-- PASSAGE SHOWN --
Every single Patriots game I ever went to, was with my brother. We only went to a few, but I wouldn’t go unless he could go. Even as an adult, I always bought tickets so he could go with me, whether it was to the Patriots, or to the Red Sox. I loved sharing those moments with him. We were at Randy Moss’ last game as a Patriot. We sat in the same end zone that he would catch his last touchdown in a New England uniform. I think that was actually the last game we ever went to together. As a matter of fact, the featured image of me taking a picture at Gillette Stadium was that very same game.
I remember in 2004, when the Red Sox did the unthinkable and came back from being down 0-3 to the Yankees……
Before I called any of my friends, I called my brother from Phoenix. “We’re gonna do it!” He said. And I believed him. And they did. They won the World Series that year for the first time in 86 years.
It seemed like no matter what was going on in our lives, or no matter how bad things were at the time, we could always talk Red Sox, or Celtics, or Bruins, or Patriots. It didn’t matter. Sports were our way of simply being brothers, even as adults. Even a few months before he passed away, last year, the last time I ever talked to him, it was about the Red Sox, and how we thought the Patriots were going to do. That was the last call I ever had with him. And the weird thing was, I told him that I loved him. We never said that on the phone, or really anytime. The weirder thing was, he said it back. All the years of showing how tough he was, and all the years of me looking up to him because of how tough he was…..and following what would be our final sports conversation, he told me he loved me.

-- RECORDED DATA --
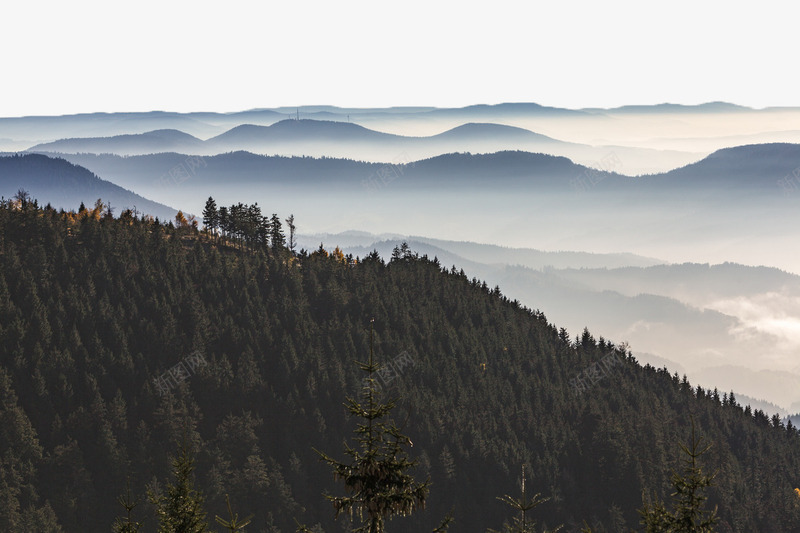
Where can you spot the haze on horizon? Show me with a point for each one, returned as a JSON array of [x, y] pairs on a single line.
[[184, 56]]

-- WHAT IS BEING ASKED --
Please copy out the whole passage above about sharing sports with a brother, word for word.

-- ANSWER TO THIS EXERCISE --
Every single Patriots game I ever went to, was with my brother. We only went to a few, but I wouldn’t go unless he could go. Even as an adult, I always bought tickets so he could go with me, whether it was to the Patriots, or to the Red Sox. I loved sharing those moments with him. We were at Randy Moss’ last game as a Patriot. We sat in the same end zone that he would catch his last touchdown in a New England uniform. I think that was actually the last game we ever went to together. As a matter of fact, the featured image of me taking a picture at Gillette Stadium was that very same game.
I remember in 2004, when the Red Sox did the unthinkable and came back from being down 0-3 to the Yankees……
Before I called any of my friends, I called my brother from Phoenix. “We’re gonna do it!” He said. And I believed him. And they did. They won the World Series that year for the first time in 86 years.
It seemed like no matter what was going on in our lives, or no matter how bad things were at the time, we could always talk Red Sox, or Celtics, or Bruins, or Patriots. It didn’t matter. Sports were our way of simply being brothers, even as adults. Even a few months before he passed away, last year, the last time I ever talked to him, it was about the Red Sox, and how we thought the Patriots were going to do. That was the last call I ever had with him. And the weird thing was, I told him that I loved him. We never said that on the phone, or really anytime. The weirder thing was, he said it back. All the years of showing how tough he was, and all the years of me looking up to him because of how tough he was…..and following what would be our final sports conversation, he told me he loved me.